Text excerpt:
# Can someone tell me what breed my dog is?



## edmond (Jan 21, 2007)

I just wanted to know, I keep thinking it's a Havanese mix but I'm not really a dog expert. thanks.

He weighs 10 kg (he‘s pretty chubby）and is about I think 45cm tall?


----------



## Violetdogs (Jan 15, 2007)

He sure looks like my Shih Tzu. They could be twins.


----------



## Leila12345666 (Jan 6, 2007)

He looks like Poodle Shih Tzu mix to me.


----------



## Lorina (Jul 1, 2006)

Lhasa Apso? The nose looks a little longer than a Shih Tzu's.


----------



## nicole84 (Nov 28, 2006)

lahsa apaso


----------



## Pug_Girl_11 (Nov 6, 2006)

*i agree*



Lorina said:


> Lhasa Apso? The nose looks a little longer than a Shih Tzu's.


i agree to what she says


----------



## Roxie225 (Jan 6, 2007)

Maybe a lhasa/shih tzu mix... My sister has one that looks just like your dog. Sweetest dog, although a little on the slower side


----------



## SkiGirl (Jan 22, 2007)

Roxie225 said:


> Maybe a lhasa/shih tzu mix... My sister has one that looks just like your dog. Sweetest dog, although a little on the slower side



Yes it does look just like a shih tzu ! really cute puppy


----------



## edmond (Jan 21, 2007)

Exercise task: Please continue the forum thread above about identifying the dog's breed, picking up right after its last line.

Entries shown:
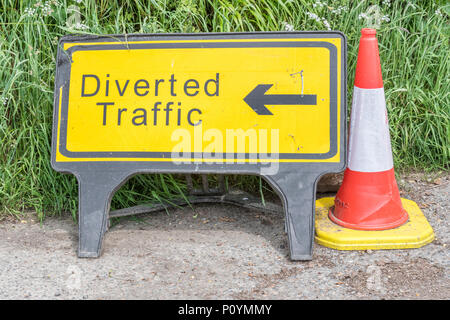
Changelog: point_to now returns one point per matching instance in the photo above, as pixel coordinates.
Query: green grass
(414, 50)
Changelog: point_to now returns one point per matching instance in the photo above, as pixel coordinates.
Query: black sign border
(128, 43)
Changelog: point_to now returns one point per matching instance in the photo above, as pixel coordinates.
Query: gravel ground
(220, 252)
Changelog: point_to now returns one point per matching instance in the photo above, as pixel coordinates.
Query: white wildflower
(363, 16)
(339, 9)
(30, 12)
(287, 26)
(316, 18)
(318, 4)
(80, 26)
(47, 8)
(313, 16)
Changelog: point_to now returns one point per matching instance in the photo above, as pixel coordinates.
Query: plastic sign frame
(162, 103)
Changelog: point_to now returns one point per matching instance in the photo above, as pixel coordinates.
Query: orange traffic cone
(368, 198)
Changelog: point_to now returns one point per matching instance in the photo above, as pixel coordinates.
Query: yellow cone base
(415, 233)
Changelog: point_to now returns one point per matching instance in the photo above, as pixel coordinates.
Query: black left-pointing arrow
(257, 99)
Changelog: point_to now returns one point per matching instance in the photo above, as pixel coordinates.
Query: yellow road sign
(202, 99)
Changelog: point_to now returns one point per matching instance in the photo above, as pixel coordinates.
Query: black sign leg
(95, 192)
(297, 191)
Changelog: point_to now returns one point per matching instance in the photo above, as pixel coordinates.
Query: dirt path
(220, 252)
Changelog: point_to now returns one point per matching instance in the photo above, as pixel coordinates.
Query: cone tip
(368, 32)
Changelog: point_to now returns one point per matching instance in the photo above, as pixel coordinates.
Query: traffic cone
(368, 198)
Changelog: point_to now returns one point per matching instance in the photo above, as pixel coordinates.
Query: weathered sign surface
(271, 104)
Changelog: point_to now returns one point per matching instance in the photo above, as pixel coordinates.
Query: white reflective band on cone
(369, 147)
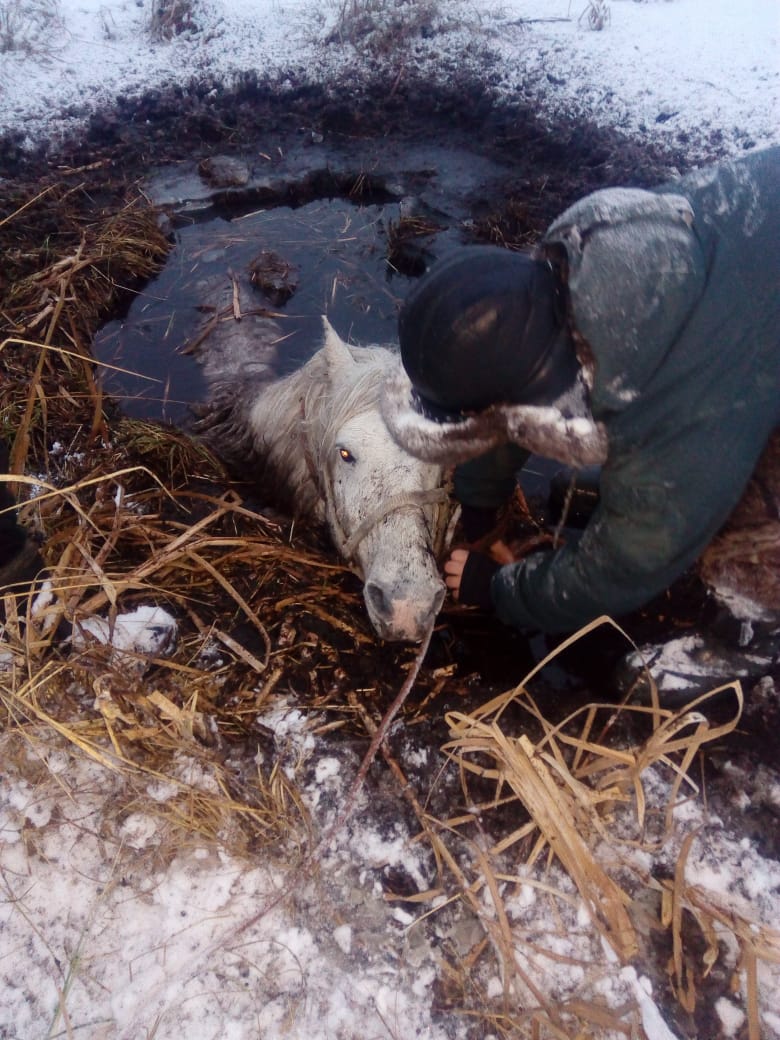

Response:
Thanks for all the answers, everyone


----------



## animalcraker (Nov 9, 2006)

looks like a maltese/poodle("malti-poo") mix to me


----------



## bkclove21 (Jan 25, 2007)

it looks to be a shitzu/maltese or a malti-poo to me.


----------



## Jean Wolf (Jan 29, 2007)

*Looks like my dog*



animalcraker said:


> looks like a maltese/poodle("malti-poo") mix to me



Hi I have a pure breed Bichon and your dog does look somewhat like him my is all white.. 
Anyway I was wondering there was anybody out there that has this breed of dog. I wanted to ask a Question and that would be, He is a great dog well trained and house broken, but when I am not looking he loves to lift his leg and pee a little here and there and this is driving me crazy, that I started putting diaper on him because i cannot watch him 24/7 . Anybody got the same problem?


----------



## iluvmy3shihtz (Feb 17, 2007)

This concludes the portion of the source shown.